▶ _Extract to read_
--- START ---

Ko Step Blade Test

Benefits of Ko Step Blade Test:

  • Measures the soil’s horizontal stress in place for soft to stiff cohesive soil and loose to medium dense cohesionless soil
  • Immediate results save the owner and engineer time and money


K0 Step Blade (KSB): While engineers can estimate the vertical stress of soil relatively accurately, they cannot estimate the horizontal stress. The coefficient of horizontal stress, K, ranges from 0.2 to 6 times the vertical stress (Schmertmann, 1985). Soils resist applied vertical stresses in one vertical and two horizontal dimensions, emphasizing the importance of the horizontal supporting stresses.

Unfortunately, engineers struggle to measure horizontal stresses. When we drill a hole, we remove them. When we push a device into the soil, we tend to increase them in looser soils and decrease them in denser soils. Undisturbed soil sampling causes too much disturbance for the engineer to measure horizontal stresses with laboratory tests.

--- END ---

According to the text on the Ko Step Blade Test, what is the range of the coefficient of horizontal stress, K?

Items listed in a dataset:

--- START ---

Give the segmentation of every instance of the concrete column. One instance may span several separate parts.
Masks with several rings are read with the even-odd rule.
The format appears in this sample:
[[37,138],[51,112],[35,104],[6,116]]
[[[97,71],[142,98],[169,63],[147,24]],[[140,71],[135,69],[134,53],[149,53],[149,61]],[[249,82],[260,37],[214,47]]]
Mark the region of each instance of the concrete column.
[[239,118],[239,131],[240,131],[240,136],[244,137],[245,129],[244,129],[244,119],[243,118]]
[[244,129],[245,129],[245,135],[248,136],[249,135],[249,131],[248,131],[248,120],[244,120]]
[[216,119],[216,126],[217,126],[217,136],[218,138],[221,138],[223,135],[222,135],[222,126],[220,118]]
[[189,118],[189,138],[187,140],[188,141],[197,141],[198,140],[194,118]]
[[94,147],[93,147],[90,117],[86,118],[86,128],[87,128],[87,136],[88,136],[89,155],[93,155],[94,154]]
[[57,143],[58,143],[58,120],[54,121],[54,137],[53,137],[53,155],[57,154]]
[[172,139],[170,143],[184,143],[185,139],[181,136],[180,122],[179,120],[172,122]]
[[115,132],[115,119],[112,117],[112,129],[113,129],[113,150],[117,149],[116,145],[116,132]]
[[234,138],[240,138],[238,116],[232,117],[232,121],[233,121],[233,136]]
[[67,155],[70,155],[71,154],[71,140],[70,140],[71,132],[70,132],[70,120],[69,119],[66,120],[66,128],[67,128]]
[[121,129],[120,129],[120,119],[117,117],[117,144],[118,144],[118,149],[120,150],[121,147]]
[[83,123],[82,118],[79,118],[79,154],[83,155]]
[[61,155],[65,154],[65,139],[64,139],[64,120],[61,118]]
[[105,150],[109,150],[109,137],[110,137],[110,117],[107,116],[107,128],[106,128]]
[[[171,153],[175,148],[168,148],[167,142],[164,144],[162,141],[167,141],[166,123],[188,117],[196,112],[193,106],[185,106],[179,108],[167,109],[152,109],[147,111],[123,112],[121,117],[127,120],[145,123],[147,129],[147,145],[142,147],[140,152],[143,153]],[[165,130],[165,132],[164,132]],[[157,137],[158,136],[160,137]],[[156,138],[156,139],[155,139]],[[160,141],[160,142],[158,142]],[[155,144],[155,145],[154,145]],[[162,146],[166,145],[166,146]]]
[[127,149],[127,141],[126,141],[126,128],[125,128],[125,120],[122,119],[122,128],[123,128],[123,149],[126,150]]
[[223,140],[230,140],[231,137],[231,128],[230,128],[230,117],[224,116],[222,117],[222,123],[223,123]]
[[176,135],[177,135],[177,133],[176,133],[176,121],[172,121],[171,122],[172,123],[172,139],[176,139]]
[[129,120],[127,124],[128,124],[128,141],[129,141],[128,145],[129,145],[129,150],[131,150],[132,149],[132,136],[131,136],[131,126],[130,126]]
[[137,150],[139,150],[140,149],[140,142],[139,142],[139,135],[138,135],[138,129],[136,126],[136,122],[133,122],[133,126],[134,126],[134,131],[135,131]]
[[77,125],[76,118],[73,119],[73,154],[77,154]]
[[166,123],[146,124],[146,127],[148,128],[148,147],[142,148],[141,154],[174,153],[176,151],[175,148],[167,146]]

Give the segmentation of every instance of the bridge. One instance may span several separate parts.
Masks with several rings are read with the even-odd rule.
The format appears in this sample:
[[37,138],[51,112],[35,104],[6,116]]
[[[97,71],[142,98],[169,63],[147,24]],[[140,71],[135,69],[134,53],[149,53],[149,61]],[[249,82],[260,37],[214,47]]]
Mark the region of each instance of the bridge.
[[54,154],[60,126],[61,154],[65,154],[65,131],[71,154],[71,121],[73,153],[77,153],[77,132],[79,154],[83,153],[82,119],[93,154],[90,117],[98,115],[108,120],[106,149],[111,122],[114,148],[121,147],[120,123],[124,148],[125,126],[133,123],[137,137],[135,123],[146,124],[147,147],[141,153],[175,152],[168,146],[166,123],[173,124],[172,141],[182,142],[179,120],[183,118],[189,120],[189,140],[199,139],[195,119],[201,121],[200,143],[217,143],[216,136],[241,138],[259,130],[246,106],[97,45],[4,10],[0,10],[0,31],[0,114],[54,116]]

--- END ---

▶ _Response to this task_
It ranges from 0.2 to 6 times the vertical stress.